* **WHAT TO DO**:
1: From the Nutritious Mathematics post, give again word for word the part starting with "Newcomers to the" and going on through "being too cynical?".
2: What are all the phrases the Nutritious Mathematics post sets inside double quotation marks?
3: Pick up the Nutritious Mathematics post right after its last sentence and keep writing.

* **PASSAGE PROVIDED**:
--- Begin ---

Thursday, December 10, 2009

Synergeo 57035

Nutritious Mathematics

It's kind of fun house mirror that I'd name something an "NCLB Polyhedron" isn't it?

http://worldgame.blogspot.com/2006/10/nclb-polyhedron-memo.html

You may remember I held a contest for the handsomest rendering, and Ken Brown won (that's his rendition in the blog).

We might compare Fuller's quest with Mendeleev's in that he's looking at low integers, wanting to maximize their sense, their gain, vis-a-vis these volumes. In [book] 2 of Synergetics, he's just completing his quest for volume 5. You can tell from the war stories and diagrams that he's gone through a lot of shapes, looking at one then the other. What really sold him on the rhombic triacontahedron I think, was precisely this narrow-line difference between the T and the E. Whereas some might look at this as a "flaw line", for Bucky I'm pretty sure it was one of his favorite discoveries. Much of the 2nd volume is focusing on this material.

Newcomers to the field don't get the same sense of "two [books]" though, as for the web edition they were interleaved, as Fuller had intended.

These NCLB memes seemed like safe enough and fun innovations such as to possibly galvanize debate to positive ends in the blogosphere, newsgroups. Here's some writing worth wrastling with, worth tossing around. We'll see. So far, the science press is busy being anemic, not giving us air time. No one has a clue what a rhombic triacontahedron is, even though they put pictures of Zome kits everywhere, cuz they're politically correct. Am I just being too cynical?

--- End ---

[Segmentation dataset excerpts]
--- Begin ---

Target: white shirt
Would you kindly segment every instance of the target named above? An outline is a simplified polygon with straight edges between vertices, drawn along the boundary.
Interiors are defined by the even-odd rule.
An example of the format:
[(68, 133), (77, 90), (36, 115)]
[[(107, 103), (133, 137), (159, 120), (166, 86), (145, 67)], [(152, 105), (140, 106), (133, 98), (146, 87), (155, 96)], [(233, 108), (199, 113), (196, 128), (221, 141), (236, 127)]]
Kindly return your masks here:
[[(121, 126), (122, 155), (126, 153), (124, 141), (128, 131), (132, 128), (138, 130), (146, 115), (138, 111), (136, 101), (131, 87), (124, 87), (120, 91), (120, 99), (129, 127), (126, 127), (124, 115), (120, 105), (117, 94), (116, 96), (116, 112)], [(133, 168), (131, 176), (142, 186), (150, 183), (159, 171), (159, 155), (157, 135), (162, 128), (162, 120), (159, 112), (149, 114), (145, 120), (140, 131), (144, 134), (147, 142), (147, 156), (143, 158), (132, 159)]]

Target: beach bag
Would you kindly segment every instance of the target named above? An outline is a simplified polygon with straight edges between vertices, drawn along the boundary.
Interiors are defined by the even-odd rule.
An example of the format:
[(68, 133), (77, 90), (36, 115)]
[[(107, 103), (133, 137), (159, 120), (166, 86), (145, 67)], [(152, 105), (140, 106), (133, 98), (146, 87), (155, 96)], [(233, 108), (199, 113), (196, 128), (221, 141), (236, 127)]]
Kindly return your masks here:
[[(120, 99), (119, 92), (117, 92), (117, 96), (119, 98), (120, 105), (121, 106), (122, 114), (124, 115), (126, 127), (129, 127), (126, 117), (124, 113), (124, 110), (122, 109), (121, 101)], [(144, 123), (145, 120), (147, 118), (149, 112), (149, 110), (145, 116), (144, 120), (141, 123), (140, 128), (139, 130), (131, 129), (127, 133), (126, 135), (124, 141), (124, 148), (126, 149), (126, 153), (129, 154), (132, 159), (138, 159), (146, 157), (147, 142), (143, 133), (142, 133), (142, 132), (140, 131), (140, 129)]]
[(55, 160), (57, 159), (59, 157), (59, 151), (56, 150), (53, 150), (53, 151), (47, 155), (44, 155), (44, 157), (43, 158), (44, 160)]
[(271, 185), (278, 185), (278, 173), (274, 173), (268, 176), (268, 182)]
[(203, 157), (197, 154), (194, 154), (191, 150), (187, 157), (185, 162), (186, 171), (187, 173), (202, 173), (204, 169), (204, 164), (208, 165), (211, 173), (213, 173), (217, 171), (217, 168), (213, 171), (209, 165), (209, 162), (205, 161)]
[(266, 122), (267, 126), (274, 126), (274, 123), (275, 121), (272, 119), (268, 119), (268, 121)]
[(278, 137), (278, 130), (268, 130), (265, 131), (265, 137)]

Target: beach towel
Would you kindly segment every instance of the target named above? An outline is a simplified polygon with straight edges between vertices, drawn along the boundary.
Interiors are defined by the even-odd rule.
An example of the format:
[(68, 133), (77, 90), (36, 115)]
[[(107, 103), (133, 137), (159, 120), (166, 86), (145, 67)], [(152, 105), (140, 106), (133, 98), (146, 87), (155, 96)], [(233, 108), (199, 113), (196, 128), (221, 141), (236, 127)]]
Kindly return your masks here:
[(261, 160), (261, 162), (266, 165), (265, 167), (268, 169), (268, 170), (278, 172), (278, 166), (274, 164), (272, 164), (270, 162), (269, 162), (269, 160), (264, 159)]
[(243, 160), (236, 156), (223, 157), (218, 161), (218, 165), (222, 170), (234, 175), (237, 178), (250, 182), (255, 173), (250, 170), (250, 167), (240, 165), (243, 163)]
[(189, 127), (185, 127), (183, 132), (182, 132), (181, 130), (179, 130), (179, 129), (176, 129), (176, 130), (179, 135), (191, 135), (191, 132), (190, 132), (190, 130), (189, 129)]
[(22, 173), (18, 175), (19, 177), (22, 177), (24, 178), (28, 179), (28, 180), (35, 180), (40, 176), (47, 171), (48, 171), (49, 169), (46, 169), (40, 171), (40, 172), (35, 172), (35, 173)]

--- End ---

* **WRITTEN ANSWERS**:
1:
Newcomers to the field don't get the same sense of "two [books]" though, as for the web edition they were interleaved, as Fuller had intended.

These NCLB memes seemed like safe enough and fun innovations such as to possibly galvanize debate to positive ends in the blogosphere, newsgroups. Here's some writing worth wrastling with, worth tossing around. We'll see. So far, the science press is busy being anemic, not giving us air time. No one has a clue what a rhombic triacontahedron is, even though they put pictures of Zome kits everywhere, cuz they're politically correct. Am I just being too cynical?

2:
- NCLB Polyhedron
- flaw line
- two [books]

3:
You may say we shouldn't have to care what a rhombic triacontahedron is, but that's just a value judgment from a specific ethnicity. Those cultures that want to keep talking about that shape will have various ornaments around, this household no exception.

That being said, it's no fun to pay into the system, and yet not have one's favorite teachings or stories shared. Talk about stranger in a strange land syndrome. Actually it's not that bad, as Cleveland High School happily displayed the Fuller Projection in global studies, for many weeks straight. That really was an encouraging sign, even though nothing much was said about it. That same map has since visited with Circadia folks (Burning Man, Burn Out) and Laughing Horse Books & Videos (a collection, an archive, as well as a store). So Portland still has some sense of this heritage. When we held Ignite 7 at The Bagdad, and Phil said his name, several people cheered (plus I was received warmly).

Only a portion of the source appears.